§ **What you should do**: Give back exactly the lines spanning from the one containing "Each instance receives a single keypoint. Tag the tree branch" to the final line of the records below, and no others.

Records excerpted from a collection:
======

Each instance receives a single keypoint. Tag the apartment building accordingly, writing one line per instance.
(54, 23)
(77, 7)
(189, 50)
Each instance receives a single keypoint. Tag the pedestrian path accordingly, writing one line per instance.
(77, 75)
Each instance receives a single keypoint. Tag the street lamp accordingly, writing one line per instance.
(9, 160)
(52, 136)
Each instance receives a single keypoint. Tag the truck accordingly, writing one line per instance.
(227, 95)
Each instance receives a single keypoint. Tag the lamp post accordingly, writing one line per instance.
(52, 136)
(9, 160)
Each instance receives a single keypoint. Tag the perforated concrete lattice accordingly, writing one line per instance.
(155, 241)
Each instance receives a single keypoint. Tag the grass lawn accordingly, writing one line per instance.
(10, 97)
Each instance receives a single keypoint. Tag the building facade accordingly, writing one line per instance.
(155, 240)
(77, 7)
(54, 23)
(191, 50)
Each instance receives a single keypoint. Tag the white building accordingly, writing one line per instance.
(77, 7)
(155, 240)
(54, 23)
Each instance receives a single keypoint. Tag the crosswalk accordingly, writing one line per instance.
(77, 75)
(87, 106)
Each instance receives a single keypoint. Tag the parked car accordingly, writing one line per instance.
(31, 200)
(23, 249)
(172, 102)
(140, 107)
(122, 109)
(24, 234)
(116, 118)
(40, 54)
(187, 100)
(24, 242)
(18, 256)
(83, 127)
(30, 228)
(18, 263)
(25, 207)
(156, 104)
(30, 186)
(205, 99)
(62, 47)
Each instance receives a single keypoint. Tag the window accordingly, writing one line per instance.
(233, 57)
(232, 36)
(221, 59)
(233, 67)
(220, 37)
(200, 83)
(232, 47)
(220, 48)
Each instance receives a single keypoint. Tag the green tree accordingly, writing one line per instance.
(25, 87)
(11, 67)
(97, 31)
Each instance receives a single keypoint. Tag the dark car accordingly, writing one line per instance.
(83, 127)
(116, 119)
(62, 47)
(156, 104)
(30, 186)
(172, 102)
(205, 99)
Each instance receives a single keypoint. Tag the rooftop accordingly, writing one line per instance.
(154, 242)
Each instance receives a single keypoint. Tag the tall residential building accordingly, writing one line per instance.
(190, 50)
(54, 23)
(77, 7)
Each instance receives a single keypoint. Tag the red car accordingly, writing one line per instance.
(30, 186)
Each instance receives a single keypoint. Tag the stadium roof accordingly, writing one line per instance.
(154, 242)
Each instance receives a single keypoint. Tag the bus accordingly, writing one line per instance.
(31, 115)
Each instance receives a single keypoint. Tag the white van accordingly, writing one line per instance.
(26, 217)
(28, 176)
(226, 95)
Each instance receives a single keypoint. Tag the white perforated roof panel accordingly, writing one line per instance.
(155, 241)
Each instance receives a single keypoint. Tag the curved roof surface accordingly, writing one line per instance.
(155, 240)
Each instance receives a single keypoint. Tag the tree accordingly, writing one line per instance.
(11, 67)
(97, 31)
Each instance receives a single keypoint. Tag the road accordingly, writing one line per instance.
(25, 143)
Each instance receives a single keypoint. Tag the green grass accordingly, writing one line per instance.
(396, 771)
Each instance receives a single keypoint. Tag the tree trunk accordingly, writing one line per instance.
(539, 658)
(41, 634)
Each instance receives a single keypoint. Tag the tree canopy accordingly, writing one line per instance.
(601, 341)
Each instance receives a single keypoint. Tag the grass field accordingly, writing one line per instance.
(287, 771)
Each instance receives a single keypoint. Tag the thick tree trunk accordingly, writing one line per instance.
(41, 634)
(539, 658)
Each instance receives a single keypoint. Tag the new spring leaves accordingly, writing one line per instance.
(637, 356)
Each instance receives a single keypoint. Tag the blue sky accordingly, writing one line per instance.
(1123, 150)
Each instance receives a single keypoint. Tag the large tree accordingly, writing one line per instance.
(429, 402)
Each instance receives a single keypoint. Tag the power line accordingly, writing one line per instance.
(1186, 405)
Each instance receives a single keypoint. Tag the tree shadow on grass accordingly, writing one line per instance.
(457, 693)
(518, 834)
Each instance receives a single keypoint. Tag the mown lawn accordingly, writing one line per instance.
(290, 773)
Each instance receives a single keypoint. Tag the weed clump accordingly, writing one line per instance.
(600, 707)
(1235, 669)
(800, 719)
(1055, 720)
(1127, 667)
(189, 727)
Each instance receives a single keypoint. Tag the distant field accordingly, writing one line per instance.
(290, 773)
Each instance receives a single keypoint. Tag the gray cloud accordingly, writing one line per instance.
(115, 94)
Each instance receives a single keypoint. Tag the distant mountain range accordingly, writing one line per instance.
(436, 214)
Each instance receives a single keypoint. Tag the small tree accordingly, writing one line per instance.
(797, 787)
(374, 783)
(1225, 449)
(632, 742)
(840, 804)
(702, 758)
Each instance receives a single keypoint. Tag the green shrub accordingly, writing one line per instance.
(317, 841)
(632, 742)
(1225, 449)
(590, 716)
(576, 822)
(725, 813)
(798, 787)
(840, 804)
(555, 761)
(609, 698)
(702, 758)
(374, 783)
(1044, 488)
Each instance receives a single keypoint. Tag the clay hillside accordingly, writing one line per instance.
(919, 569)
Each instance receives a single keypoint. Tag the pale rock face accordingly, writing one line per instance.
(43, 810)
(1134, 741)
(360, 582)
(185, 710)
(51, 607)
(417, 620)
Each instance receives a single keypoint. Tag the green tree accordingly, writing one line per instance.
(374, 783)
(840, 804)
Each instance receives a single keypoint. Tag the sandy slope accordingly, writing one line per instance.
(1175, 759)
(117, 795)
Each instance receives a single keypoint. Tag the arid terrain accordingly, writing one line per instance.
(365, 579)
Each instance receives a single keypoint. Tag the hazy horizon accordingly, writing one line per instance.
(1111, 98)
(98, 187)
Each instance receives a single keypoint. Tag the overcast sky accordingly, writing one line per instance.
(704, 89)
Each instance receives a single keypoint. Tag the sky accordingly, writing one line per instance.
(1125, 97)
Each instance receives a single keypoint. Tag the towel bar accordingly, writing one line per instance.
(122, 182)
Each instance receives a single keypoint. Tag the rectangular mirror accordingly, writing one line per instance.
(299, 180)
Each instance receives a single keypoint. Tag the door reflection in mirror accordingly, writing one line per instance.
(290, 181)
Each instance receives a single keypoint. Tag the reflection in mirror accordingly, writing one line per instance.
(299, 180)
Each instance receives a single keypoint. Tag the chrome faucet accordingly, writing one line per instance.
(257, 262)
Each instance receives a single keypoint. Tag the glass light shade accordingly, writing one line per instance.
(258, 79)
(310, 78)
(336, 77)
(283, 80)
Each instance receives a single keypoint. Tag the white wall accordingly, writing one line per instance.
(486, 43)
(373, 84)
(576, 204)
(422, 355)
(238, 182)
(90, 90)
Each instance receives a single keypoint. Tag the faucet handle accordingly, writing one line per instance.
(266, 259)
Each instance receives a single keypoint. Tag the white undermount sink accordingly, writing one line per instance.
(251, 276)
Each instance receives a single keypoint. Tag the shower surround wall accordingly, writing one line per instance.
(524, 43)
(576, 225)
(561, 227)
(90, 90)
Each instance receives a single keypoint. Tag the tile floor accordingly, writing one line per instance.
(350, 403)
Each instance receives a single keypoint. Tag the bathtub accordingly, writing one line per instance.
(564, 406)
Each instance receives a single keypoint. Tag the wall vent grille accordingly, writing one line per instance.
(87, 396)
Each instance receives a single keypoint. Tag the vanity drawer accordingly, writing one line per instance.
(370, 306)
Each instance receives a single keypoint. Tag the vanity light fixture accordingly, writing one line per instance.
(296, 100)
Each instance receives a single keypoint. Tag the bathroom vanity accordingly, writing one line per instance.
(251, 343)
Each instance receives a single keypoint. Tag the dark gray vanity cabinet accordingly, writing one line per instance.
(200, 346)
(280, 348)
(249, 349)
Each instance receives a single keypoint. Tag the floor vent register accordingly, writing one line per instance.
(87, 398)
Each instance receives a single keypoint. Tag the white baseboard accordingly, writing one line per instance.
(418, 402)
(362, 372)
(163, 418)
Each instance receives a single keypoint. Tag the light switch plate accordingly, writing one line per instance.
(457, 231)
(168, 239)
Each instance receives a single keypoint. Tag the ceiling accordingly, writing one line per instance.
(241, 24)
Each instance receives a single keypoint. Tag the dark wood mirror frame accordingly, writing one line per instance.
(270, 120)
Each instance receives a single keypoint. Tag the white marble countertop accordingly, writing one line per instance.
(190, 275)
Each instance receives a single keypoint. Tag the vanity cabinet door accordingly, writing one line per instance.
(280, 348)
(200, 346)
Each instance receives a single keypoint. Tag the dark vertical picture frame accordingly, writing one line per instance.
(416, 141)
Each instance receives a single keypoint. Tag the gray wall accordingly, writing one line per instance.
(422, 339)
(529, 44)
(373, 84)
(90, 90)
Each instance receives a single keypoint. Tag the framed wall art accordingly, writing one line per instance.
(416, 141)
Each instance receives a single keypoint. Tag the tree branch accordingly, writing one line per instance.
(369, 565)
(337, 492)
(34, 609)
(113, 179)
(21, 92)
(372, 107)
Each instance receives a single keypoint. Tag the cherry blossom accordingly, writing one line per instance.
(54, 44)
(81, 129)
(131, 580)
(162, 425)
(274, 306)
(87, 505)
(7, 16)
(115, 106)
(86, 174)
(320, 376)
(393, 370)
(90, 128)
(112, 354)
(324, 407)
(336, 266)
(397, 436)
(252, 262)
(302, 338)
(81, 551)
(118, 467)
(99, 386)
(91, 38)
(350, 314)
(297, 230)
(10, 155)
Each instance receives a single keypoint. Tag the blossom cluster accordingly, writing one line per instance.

======

§ **Response to this exercise**:
Each instance receives a single keypoint. Tag the tree branch accordingly, writing one line per instance.
(369, 565)
(337, 492)
(34, 609)
(113, 179)
(21, 92)
(372, 107)
Each instance receives a single keypoint. Tag the cherry blossom accordingly, writing one line per instance.
(54, 44)
(81, 129)
(131, 580)
(162, 425)
(274, 306)
(87, 505)
(7, 16)
(115, 106)
(86, 174)
(320, 376)
(393, 370)
(90, 128)
(112, 354)
(324, 407)
(336, 266)
(397, 436)
(252, 262)
(302, 338)
(81, 551)
(118, 467)
(99, 386)
(91, 38)
(350, 314)
(297, 230)
(10, 155)
Each instance receives a single keypoint. Tag the blossom cluster accordingly, writing one line per instance.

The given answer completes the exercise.